Rewrite the records below with every "rough mask" changed to "coarse mask" and everything else unchanged, leaving the pictures out.

---*---

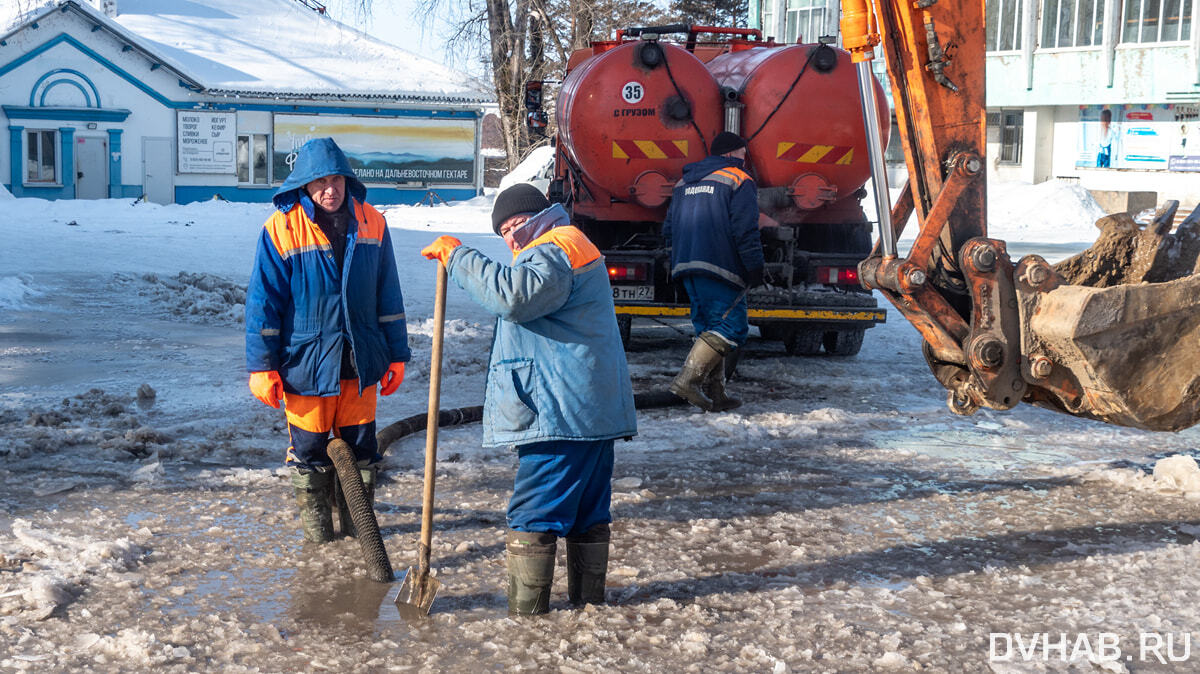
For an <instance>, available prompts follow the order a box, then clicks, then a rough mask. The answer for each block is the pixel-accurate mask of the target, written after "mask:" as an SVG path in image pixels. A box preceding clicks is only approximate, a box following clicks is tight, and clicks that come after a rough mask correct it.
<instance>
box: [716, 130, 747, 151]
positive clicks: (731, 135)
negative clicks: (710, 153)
mask: <svg viewBox="0 0 1200 674" xmlns="http://www.w3.org/2000/svg"><path fill="white" fill-rule="evenodd" d="M745 146H746V142H745V140H743V138H742V137H740V136H738V134H737V133H733V132H731V131H722V132H720V133H718V134H716V138H714V139H713V154H714V155H727V154H730V152H732V151H734V150H740V149H742V148H745Z"/></svg>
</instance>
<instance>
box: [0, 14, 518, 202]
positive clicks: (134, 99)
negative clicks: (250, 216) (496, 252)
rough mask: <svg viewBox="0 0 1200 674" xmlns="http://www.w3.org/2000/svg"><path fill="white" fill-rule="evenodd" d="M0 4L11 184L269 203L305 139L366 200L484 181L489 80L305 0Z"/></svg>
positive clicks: (488, 101) (4, 129)
mask: <svg viewBox="0 0 1200 674" xmlns="http://www.w3.org/2000/svg"><path fill="white" fill-rule="evenodd" d="M2 4H4V5H5V7H0V185H4V186H5V187H6V188H7V189H8V191H10V192H12V193H13V195H16V197H40V198H46V199H98V198H139V197H144V198H145V199H148V200H151V201H156V203H163V204H167V203H187V201H196V200H203V199H212V198H223V199H228V200H236V201H265V200H268V199H270V197H271V194H272V193H274V191H275V188H276V187H277V186H278V185H280V183H281V182H282V181H283V179H284V177H286V176H287V173H288V170H289V166H290V162H292V161H293V160H294V150H295V148H298V146H299V145H301V144H302V143H304V142H305V140H306V139H307V138H311V137H317V136H331V137H334V138H335V139H336V140H337V142H338V144H340V145H341V146H342V148H343V149H344V150H346V151H347V154H348V155H349V156H350V160H352V164H353V166H354V167H355V170H356V173H359V176H360V179H361V180H362V182H364V183H366V185H367V187H368V199H370V200H371V201H373V203H379V204H401V203H416V201H421V200H425V199H434V198H439V199H444V200H452V199H463V198H470V197H474V195H476V194H479V193H481V192H482V177H484V162H482V158H481V156H480V139H481V136H482V133H481V124H482V116H484V112H485V108H486V107H488V106H490V104H491V107H494V103H492V96H491V94H488V92H487V89H486V86H484V85H481V84H479V83H478V82H475V80H473V79H472V78H469V77H467V76H464V74H462V73H458V72H455V71H452V70H450V68H446V67H445V66H442V65H440V64H437V62H434V61H431V60H428V59H425V58H422V56H419V55H416V54H413V53H409V52H407V50H403V49H400V48H397V47H394V46H391V44H388V43H384V42H382V41H378V40H374V38H372V37H370V36H367V35H365V34H362V32H359V31H356V30H354V29H352V28H348V26H346V25H343V24H340V23H337V22H335V20H332V19H330V18H329V17H326V16H325V14H324V12H320V11H314V8H316V10H319V8H320V6H319V5H318V4H316V2H312V1H311V0H310V1H306V2H300V1H298V0H254V1H253V2H250V1H246V0H54V1H48V0H4V2H2ZM431 192H432V194H431Z"/></svg>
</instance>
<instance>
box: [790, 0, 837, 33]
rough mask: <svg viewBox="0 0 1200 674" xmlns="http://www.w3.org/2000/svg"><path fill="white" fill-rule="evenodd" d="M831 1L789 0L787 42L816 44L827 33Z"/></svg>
mask: <svg viewBox="0 0 1200 674" xmlns="http://www.w3.org/2000/svg"><path fill="white" fill-rule="evenodd" d="M828 4H829V0H787V14H786V18H785V19H784V20H785V22H786V29H785V30H786V32H787V35H786V38H787V40H786V42H799V41H800V40H804V41H805V42H816V41H817V38H818V37H821V35H822V34H824V32H827V31H826V12H827V11H828Z"/></svg>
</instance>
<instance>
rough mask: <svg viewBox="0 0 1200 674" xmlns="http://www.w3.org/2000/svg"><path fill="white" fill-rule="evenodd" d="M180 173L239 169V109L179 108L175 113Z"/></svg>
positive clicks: (175, 131)
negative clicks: (205, 112) (237, 150)
mask: <svg viewBox="0 0 1200 674" xmlns="http://www.w3.org/2000/svg"><path fill="white" fill-rule="evenodd" d="M175 126H176V130H175V133H176V137H178V138H179V143H178V145H176V149H178V151H176V155H178V162H176V163H178V166H179V173H228V174H232V173H234V171H235V170H236V168H238V167H236V163H235V161H234V152H233V149H234V144H235V143H236V140H238V115H236V113H202V112H198V110H179V112H178V113H176V115H175Z"/></svg>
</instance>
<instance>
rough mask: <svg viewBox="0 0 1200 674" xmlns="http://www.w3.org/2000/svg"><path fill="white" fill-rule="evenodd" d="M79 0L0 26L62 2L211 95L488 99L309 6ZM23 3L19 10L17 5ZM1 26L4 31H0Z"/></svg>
mask: <svg viewBox="0 0 1200 674" xmlns="http://www.w3.org/2000/svg"><path fill="white" fill-rule="evenodd" d="M106 4H108V5H115V16H106V13H102V12H100V11H97V10H95V8H94V7H92V6H91V5H89V4H88V1H86V0H55V1H52V2H37V1H26V2H24V7H22V6H20V5H22V4H20V2H17V4H16V5H12V4H10V2H0V5H6V6H7V8H0V26H4V25H7V26H8V28H10V29H12V28H17V26H16V25H14V24H19V23H25V22H28V20H30V19H34V18H36V16H38V14H41V13H44V11H47V10H50V11H53V10H54V8H56V7H59V8H61V7H64V6H68V8H71V10H76V11H80V12H83V13H85V14H88V16H89V17H90V18H91V19H92V20H95V22H97V23H100V24H101V25H103V26H104V28H107V29H109V30H110V31H113V32H114V34H118V35H121V34H126V35H130V36H131V37H132V38H133V40H136V41H137V46H139V47H140V48H143V49H144V50H146V52H148V53H150V54H152V55H155V56H157V58H158V59H161V60H162V61H163V62H164V64H166V65H168V66H170V67H172V68H173V70H175V71H178V72H180V73H181V74H184V76H185V77H186V79H190V80H192V82H196V83H198V84H199V89H200V90H202V92H204V94H208V95H214V96H263V95H266V96H272V97H288V98H293V97H294V98H318V100H329V98H342V100H346V98H350V100H353V98H361V100H402V101H410V102H421V103H470V104H478V103H482V102H486V101H491V100H492V96H491V95H490V94H487V91H486V89H485V86H484V85H481V84H480V83H479V82H478V80H474V79H472V78H470V77H468V76H466V74H463V73H461V72H457V71H455V70H451V68H449V67H446V66H443V65H442V64H438V62H436V61H431V60H428V59H425V58H422V56H420V55H416V54H413V53H412V52H407V50H404V49H401V48H400V47H395V46H392V44H389V43H386V42H383V41H380V40H377V38H374V37H371V36H370V35H366V34H365V32H361V31H359V30H355V29H353V28H350V26H347V25H344V24H341V23H338V22H336V20H334V19H331V18H330V17H328V16H325V14H320V13H317V12H313V11H312V10H310V8H307V7H305V6H304V5H301V4H300V2H296V1H295V0H254V1H252V2H251V1H247V0H115V2H114V1H113V0H106ZM22 8H24V10H25V11H24V12H20V10H22ZM0 32H4V31H0Z"/></svg>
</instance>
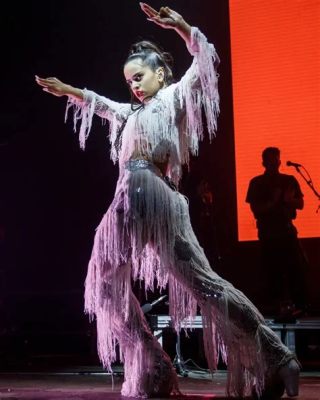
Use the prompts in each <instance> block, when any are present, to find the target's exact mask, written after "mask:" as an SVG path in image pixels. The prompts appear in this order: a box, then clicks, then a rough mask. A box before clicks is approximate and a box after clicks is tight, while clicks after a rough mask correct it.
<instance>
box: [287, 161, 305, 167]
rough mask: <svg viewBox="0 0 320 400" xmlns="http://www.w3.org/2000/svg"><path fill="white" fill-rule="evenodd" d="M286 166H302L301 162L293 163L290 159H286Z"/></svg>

---*---

§ RESULT FOR THIS TASK:
For an <instance>, available prompts follow the order a box, then clicks, then a coarse mask. The answer for each block is the pixel-accurate mask of the target, written after "mask:" as an SVG path in image pixels. A box preceding clicks is only approximate, a box following clicks is tight, and clicks that come after a coarse mask correct it.
<instance>
box: [716, 130, 747, 151]
positive clicks: (731, 135)
negative clicks: (710, 153)
mask: <svg viewBox="0 0 1200 674" xmlns="http://www.w3.org/2000/svg"><path fill="white" fill-rule="evenodd" d="M745 146H746V142H745V140H743V138H742V137H740V136H738V134H737V133H733V132H731V131H722V132H720V133H718V134H716V138H714V139H713V154H714V155H727V154H730V152H732V151H734V150H740V149H742V148H745Z"/></svg>
</instance>
<instance>
box: [0, 14, 518, 202]
positive clicks: (134, 99)
negative clicks: (250, 216) (496, 252)
coarse mask: <svg viewBox="0 0 1200 674" xmlns="http://www.w3.org/2000/svg"><path fill="white" fill-rule="evenodd" d="M0 4L11 184L269 203L305 139L366 200L484 181L489 80L305 0Z"/></svg>
positive clicks: (488, 101) (4, 129)
mask: <svg viewBox="0 0 1200 674" xmlns="http://www.w3.org/2000/svg"><path fill="white" fill-rule="evenodd" d="M2 4H4V5H5V7H0V185H4V186H5V187H6V188H7V189H8V191H10V192H12V193H13V195H16V197H40V198H46V199H98V198H139V197H144V198H145V199H148V200H151V201H156V203H163V204H167V203H187V201H196V200H203V199H212V198H223V199H228V200H236V201H265V200H268V199H270V197H271V194H272V193H274V191H275V188H276V187H277V186H278V185H280V183H281V182H282V181H283V179H284V177H286V176H287V173H288V170H289V166H290V162H292V161H293V160H294V150H295V148H298V146H299V145H301V144H302V143H304V142H305V140H306V139H307V138H311V137H317V136H331V137H334V138H335V139H336V140H337V142H338V144H340V145H341V146H342V148H343V149H344V150H346V151H347V154H348V155H349V156H350V160H352V164H353V166H354V167H355V170H356V173H359V176H360V179H361V180H362V182H364V183H366V185H367V187H368V199H370V200H371V201H373V203H379V204H401V203H416V201H421V200H425V199H434V198H439V199H444V200H452V199H463V198H470V197H474V195H476V194H479V193H481V192H482V177H484V162H482V158H481V156H480V139H481V136H482V133H481V124H482V116H484V112H485V108H486V107H488V106H490V104H491V107H494V103H492V96H491V94H488V92H487V89H486V86H484V85H481V84H479V83H478V82H475V80H473V79H472V78H469V77H467V76H464V74H462V73H458V72H455V71H452V70H450V68H446V67H445V66H442V65H440V64H437V62H434V61H431V60H428V59H425V58H422V56H419V55H416V54H413V53H409V52H407V50H403V49H400V48H397V47H394V46H391V44H388V43H384V42H382V41H378V40H374V38H372V37H370V36H367V35H365V34H362V32H359V31H356V30H354V29H352V28H348V26H346V25H343V24H340V23H337V22H335V20H332V19H330V18H329V17H326V16H325V14H324V12H320V11H314V8H316V10H319V8H320V6H319V5H318V4H316V2H312V1H311V0H310V1H306V2H300V1H298V0H254V1H253V2H250V1H246V0H54V1H48V0H4V2H2ZM431 192H432V194H431Z"/></svg>
</instance>
<instance>
box: [790, 0, 837, 33]
coarse mask: <svg viewBox="0 0 1200 674" xmlns="http://www.w3.org/2000/svg"><path fill="white" fill-rule="evenodd" d="M831 1L789 0L787 42L816 44L827 33Z"/></svg>
mask: <svg viewBox="0 0 1200 674" xmlns="http://www.w3.org/2000/svg"><path fill="white" fill-rule="evenodd" d="M828 4H829V0H787V14H786V18H785V19H784V20H785V22H786V29H785V30H786V32H787V35H786V38H787V40H786V42H799V41H800V40H804V41H805V42H816V41H817V38H818V37H821V35H822V34H824V32H827V31H826V12H827V11H828Z"/></svg>
</instance>
<instance>
coarse mask: <svg viewBox="0 0 1200 674" xmlns="http://www.w3.org/2000/svg"><path fill="white" fill-rule="evenodd" d="M180 173L239 169V109L179 108L175 113Z"/></svg>
positive clicks: (175, 131)
negative clicks: (205, 112) (237, 150)
mask: <svg viewBox="0 0 1200 674" xmlns="http://www.w3.org/2000/svg"><path fill="white" fill-rule="evenodd" d="M175 126H176V130H175V133H176V137H178V138H179V143H178V145H176V149H178V151H176V155H178V162H176V163H178V166H179V173H228V174H232V173H234V171H235V170H236V168H238V167H236V163H235V161H234V152H233V149H234V144H235V143H236V140H238V115H236V113H202V112H198V110H179V112H178V113H176V115H175Z"/></svg>
</instance>
<instance>
coarse mask: <svg viewBox="0 0 1200 674" xmlns="http://www.w3.org/2000/svg"><path fill="white" fill-rule="evenodd" d="M79 0L0 26L62 2L211 95L488 99L309 6ZM23 3L19 10L17 5ZM1 26L4 31H0Z"/></svg>
mask: <svg viewBox="0 0 1200 674" xmlns="http://www.w3.org/2000/svg"><path fill="white" fill-rule="evenodd" d="M106 4H108V5H115V16H106V13H102V12H100V11H97V10H95V8H94V7H92V6H91V5H89V4H88V1H86V0H55V1H52V2H37V1H26V2H24V7H22V6H20V5H22V4H20V2H17V4H16V5H12V4H10V2H0V5H6V6H7V8H0V26H4V25H7V26H8V28H10V29H12V28H17V26H16V25H14V24H19V23H25V22H28V20H30V19H34V18H36V16H38V14H41V13H44V11H47V10H50V11H53V10H54V8H56V7H59V8H61V7H64V6H68V8H71V10H76V11H80V12H83V13H85V14H88V16H89V17H90V18H91V19H92V20H95V22H97V23H100V24H101V25H103V26H104V28H107V29H109V30H110V31H113V32H114V34H118V35H121V34H126V35H130V36H131V37H132V38H133V40H136V41H137V46H139V47H140V48H143V49H144V50H146V52H148V53H150V54H152V55H155V56H157V58H158V59H161V60H162V61H163V62H164V64H166V65H168V66H170V67H172V68H173V70H175V71H178V72H180V73H181V74H184V76H185V77H186V79H190V80H192V82H196V83H198V84H199V89H200V90H202V92H204V94H208V95H214V96H263V95H266V96H272V97H288V98H293V97H294V98H318V100H329V98H342V100H346V98H350V100H353V98H361V100H402V101H410V102H421V103H470V104H478V103H482V102H486V101H491V100H492V96H491V95H490V94H487V91H486V89H485V86H484V85H481V84H480V83H479V82H478V80H474V79H472V78H470V77H468V76H466V74H463V73H461V72H457V71H455V70H451V68H449V67H446V66H443V65H442V64H438V62H436V61H431V60H428V59H425V58H422V56H420V55H416V54H413V53H412V52H407V50H404V49H401V48H400V47H395V46H392V44H389V43H386V42H383V41H380V40H377V38H374V37H371V36H370V35H366V34H365V32H361V31H359V30H355V29H353V28H350V26H347V25H344V24H341V23H338V22H336V20H334V19H331V18H330V17H328V16H325V14H320V13H317V12H313V11H312V10H310V8H307V7H305V6H304V5H301V4H300V2H296V1H295V0H254V1H252V2H251V1H247V0H115V2H114V1H113V0H106ZM22 8H24V10H25V11H24V12H20V10H22ZM0 32H4V31H0Z"/></svg>
</instance>
Use the prompts in each <instance> block, when any are present, to find the target's exact mask, written after "mask:" as an SVG path in image pixels. The prompts appear in this order: a box, then clicks, then a coarse mask. A box before clicks is approximate and a box after clicks is tight, while clicks after a coarse mask correct it.
<instance>
box: [287, 161, 305, 167]
coarse mask: <svg viewBox="0 0 320 400" xmlns="http://www.w3.org/2000/svg"><path fill="white" fill-rule="evenodd" d="M286 166H302L301 162L293 163L290 159H286Z"/></svg>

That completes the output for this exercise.